▶

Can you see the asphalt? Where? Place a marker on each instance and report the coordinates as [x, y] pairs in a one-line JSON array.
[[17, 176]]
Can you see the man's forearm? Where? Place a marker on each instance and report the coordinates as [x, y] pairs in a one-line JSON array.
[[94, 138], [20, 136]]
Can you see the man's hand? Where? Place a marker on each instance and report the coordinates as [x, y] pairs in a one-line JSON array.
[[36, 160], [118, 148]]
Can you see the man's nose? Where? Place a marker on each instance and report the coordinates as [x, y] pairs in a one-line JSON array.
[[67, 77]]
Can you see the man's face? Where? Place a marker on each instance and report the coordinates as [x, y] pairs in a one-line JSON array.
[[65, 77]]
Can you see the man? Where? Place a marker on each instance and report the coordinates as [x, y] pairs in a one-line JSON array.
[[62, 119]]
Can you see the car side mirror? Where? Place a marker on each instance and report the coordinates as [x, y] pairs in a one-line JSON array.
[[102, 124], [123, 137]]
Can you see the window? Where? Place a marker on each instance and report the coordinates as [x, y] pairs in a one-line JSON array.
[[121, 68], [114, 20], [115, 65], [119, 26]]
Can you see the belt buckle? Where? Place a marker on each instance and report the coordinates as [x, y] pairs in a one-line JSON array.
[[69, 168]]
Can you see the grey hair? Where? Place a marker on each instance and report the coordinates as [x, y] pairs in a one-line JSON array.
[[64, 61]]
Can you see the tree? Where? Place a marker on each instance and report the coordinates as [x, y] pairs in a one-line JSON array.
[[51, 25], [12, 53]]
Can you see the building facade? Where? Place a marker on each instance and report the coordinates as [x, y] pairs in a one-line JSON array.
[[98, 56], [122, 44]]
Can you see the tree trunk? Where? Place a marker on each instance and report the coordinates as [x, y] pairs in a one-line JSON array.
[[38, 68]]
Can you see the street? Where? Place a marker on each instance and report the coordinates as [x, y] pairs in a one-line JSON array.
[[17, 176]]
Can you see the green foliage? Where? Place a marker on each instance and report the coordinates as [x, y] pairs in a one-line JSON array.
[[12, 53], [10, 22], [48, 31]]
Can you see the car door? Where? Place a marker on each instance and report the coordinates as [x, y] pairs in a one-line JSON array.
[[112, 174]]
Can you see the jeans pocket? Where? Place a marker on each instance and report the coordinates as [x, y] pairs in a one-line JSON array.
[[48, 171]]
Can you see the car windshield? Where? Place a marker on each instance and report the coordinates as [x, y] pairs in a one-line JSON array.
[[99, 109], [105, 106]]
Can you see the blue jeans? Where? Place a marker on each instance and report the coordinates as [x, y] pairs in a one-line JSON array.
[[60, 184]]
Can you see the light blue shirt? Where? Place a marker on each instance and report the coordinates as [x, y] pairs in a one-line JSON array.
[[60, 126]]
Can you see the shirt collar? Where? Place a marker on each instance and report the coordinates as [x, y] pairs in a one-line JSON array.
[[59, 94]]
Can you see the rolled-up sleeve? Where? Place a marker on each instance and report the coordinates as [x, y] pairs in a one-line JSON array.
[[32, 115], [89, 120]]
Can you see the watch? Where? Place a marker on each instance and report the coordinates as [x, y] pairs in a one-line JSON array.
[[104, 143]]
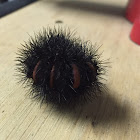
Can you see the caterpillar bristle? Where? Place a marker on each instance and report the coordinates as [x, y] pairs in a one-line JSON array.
[[60, 68]]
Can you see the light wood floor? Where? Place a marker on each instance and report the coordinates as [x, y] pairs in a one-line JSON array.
[[115, 116]]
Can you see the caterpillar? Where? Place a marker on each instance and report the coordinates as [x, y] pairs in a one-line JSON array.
[[60, 68]]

◀

■ EXERCISE INSTRUCTIONS ■
All of the material above needs to be restated exactly, with no pictures.

■ SOLVED EXERCISE ■
Can you see the asphalt? Where? Place a marker on each instance and report the coordinates as [x, y] pairs in a one-line JSON array.
[[17, 176]]
Can you see the man's forearm? Where? Place a marker on each instance and report the coordinates as [x, y] pairs in a one-line JSON array.
[[94, 138], [20, 136]]
Can you see the man's hand? Where? Place a marker on each instance and report the coordinates as [x, y] pairs in a one-line JSON array.
[[36, 160], [118, 148]]
Can you see the man's nose? Where? Place a marker on each instance and report the coordinates as [x, y] pairs in a one-line JSON array.
[[67, 77]]
Can you see the man's face? Where? Place a marker on each instance and report the coordinates as [x, y] pairs in a one-line JSON array.
[[65, 77]]
Can you see the man? Where? Place a marker on each instance and report the coordinates as [x, y] pairs in a one-line JSON array.
[[62, 119]]
Can you see the car side mirror? Where? Place a marker on each instance and report the coordinates as [x, y] pairs in a one-line JSON array.
[[102, 124], [123, 137]]
Can you see the window? Where? Place a marker on each instance and report the coordinates as [x, y] pairs in a one-line JSON array.
[[121, 68], [114, 20], [115, 65], [119, 26]]
Can you see the belt buckle? Where? Place a marker on each instance and report the coordinates as [x, y] pairs in a one-line JSON array.
[[69, 168]]
Can you see the grey hair? Where? Place a marker on each instance and report the coordinates as [x, y] pairs in a one-line JSON array.
[[64, 61]]
Can you see the tree? Where? Place a marker on each instance and report the coordinates as [x, y] pairs in a one-line JSON array.
[[51, 25], [12, 53]]
Can you see the building facade? Where? Place a marker on each instance and report the coordinates as [x, y] pairs in a one-line JSON array.
[[98, 56], [122, 44]]
Can you see the tree trunk? Where? Place a marker on each instance and report the coordinates as [x, y] pairs in a one-line JSON array.
[[38, 68]]
Can you see the street? Where? Place a marker on each instance and report the coordinates as [x, y] pairs in a one-line JSON array.
[[17, 176]]
Can you see the green foliage? Where? Place a marker on each instance and report the coordinates as [x, y] pairs in a one-line JSON array.
[[12, 53], [10, 22], [48, 31]]
Can you see the car door? Where? Place a marker on each instance and report the coordinates as [x, y] pairs in a one-line JSON array.
[[112, 174]]
Can you see the jeans pocket? Where? Place a marker on each instance and report the coordinates as [x, y] pairs in a one-line JSON array.
[[48, 171]]
Can you see the car windshield? Where? Place a marker on each instance and report the coordinates as [x, y] pairs in a one-line JSON array.
[[99, 109], [105, 106]]
Can you see the blue jeans? Where? Place a marker on each instance and report the coordinates as [x, y] pairs in a one-line JSON array.
[[60, 184]]
Can you see the light blue shirt? Where? Place a marker on each instance and report the coordinates as [x, y] pairs in a one-line JSON array.
[[60, 126]]
Can you see the shirt collar? Where? Place a marker on each instance and report the coordinates as [x, y] pairs in a one-line JSON array.
[[59, 94]]
Can you see the rolled-up sleeve? Where? Place a marker on each instance and report the coordinates as [x, y] pairs in a one-line JSON array.
[[32, 115], [89, 120]]
Can you see the watch? Where? Place a marker on each instance and report the coordinates as [x, y] pairs in a one-line JSON array.
[[104, 143]]
Can you see the caterpillar bristle? Where? Place a marker on each instance and report the coordinates as [x, y] pairs in a one-line JSON array.
[[60, 68]]
Can you see the light wood floor? Where? Place a marker on each instance and report the coordinates as [x, y] pairs in a one-line JSON array.
[[115, 116]]
Can you see the caterpillar? Where? Place a marker on each instance and report the coordinates as [x, y] pairs in a one-line JSON array.
[[60, 68]]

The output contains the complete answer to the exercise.